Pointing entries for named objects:
'''

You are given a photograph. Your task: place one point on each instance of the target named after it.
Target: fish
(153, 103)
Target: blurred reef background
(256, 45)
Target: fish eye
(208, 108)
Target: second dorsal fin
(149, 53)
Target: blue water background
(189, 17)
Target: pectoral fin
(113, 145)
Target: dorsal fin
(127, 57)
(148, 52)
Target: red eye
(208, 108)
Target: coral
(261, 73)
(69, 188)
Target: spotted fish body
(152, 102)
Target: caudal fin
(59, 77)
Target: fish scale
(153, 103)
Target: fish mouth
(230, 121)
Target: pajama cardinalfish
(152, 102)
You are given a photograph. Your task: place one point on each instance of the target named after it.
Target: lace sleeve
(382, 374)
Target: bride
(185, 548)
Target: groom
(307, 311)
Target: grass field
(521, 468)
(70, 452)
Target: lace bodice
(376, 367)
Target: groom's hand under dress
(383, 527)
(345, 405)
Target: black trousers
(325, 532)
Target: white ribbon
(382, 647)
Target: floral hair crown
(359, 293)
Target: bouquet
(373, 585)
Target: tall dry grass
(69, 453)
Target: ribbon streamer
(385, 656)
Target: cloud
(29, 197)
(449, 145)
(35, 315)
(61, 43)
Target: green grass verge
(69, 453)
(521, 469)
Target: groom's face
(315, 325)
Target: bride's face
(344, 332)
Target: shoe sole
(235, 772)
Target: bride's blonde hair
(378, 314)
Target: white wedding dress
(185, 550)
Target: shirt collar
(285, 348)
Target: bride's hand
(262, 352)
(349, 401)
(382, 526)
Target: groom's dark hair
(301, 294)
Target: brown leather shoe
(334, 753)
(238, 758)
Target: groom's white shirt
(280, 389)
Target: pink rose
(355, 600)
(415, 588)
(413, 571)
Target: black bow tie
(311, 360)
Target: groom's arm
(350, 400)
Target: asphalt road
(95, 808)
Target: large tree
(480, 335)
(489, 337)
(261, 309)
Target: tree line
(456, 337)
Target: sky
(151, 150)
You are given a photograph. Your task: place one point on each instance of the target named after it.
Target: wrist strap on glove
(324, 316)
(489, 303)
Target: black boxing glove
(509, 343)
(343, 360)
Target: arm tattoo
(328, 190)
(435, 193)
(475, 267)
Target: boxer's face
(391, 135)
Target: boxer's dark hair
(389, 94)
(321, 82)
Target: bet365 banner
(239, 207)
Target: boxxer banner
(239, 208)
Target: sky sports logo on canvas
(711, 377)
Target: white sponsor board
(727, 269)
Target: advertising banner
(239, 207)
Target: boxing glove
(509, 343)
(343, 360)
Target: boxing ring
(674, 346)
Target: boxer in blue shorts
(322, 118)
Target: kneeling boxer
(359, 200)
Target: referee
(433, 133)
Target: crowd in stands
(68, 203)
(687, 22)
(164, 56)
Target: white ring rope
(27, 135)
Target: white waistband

'''

**What you should do:** Print every one of the records above again, line for line, without altering anything.

**Task answer:**
You are given a photograph. Your task: place one point on each instance of the target named after it.
Target: fish
(153, 103)
Target: blurred reef background
(256, 45)
Target: fish eye
(208, 108)
Target: second dorsal fin
(149, 53)
Target: blue water background
(189, 17)
Target: pectoral fin
(113, 145)
Target: dorsal fin
(127, 57)
(148, 52)
Target: red eye
(208, 108)
Target: coral
(261, 73)
(69, 188)
Target: spotted fish body
(152, 102)
Target: caudal fin
(59, 77)
Target: fish scale
(153, 103)
Target: fish mouth
(230, 121)
Target: pajama cardinalfish
(152, 102)
You are given a photograph. Your task: place one point on each instance of the target named after it.
Target: lace sleeve
(382, 374)
Target: bride
(185, 548)
Target: groom
(307, 311)
Target: grass field
(521, 468)
(70, 452)
Target: lace bodice
(376, 367)
Target: groom's hand under dress
(383, 527)
(345, 405)
Target: black trousers
(325, 532)
Target: white ribbon
(382, 647)
Target: floral hair crown
(359, 293)
Target: bouquet
(373, 585)
Target: tall dry grass
(69, 453)
Target: ribbon streamer
(385, 656)
Target: cloud
(29, 197)
(449, 145)
(35, 315)
(61, 43)
Target: green grass verge
(69, 453)
(521, 469)
Target: groom's face
(315, 325)
Target: bride's face
(344, 332)
Target: shoe sole
(235, 772)
Target: bride's blonde hair
(378, 314)
Target: white wedding dress
(185, 550)
Target: shirt collar
(285, 348)
Target: bride's hand
(262, 352)
(349, 401)
(382, 526)
Target: groom's dark hair
(301, 294)
Target: brown leather shoe
(334, 753)
(238, 758)
Target: groom's white shirt
(280, 389)
Target: pink rose
(355, 600)
(415, 588)
(413, 571)
Target: black bow tie
(311, 360)
Target: groom's arm
(350, 400)
Target: asphalt road
(95, 808)
Target: large tree
(480, 335)
(489, 337)
(261, 309)
Target: tree line
(456, 337)
Target: sky
(151, 150)
You are given a photograph. Your task: place one point on each instance of the target named after it.
Target: wrist strap on glove
(324, 316)
(489, 303)
Target: black boxing glove
(509, 343)
(343, 360)
Target: arm tattoo
(328, 190)
(435, 193)
(475, 267)
Target: boxer's face
(391, 135)
Target: boxer's dark hair
(389, 94)
(321, 82)
Target: bet365 banner
(239, 207)
Target: boxxer banner
(239, 208)
Target: sky sports logo on canvas
(711, 377)
Target: white sponsor board
(727, 269)
Target: advertising banner
(239, 207)
Target: boxing glove
(509, 343)
(343, 360)
Target: boxing ring
(674, 346)
Target: boxer in blue shorts
(322, 118)
Target: kneeling boxer
(359, 200)
Target: referee
(433, 133)
Target: crowd in stands
(68, 203)
(687, 22)
(164, 56)
Target: white ring rope
(27, 135)
Target: white waistband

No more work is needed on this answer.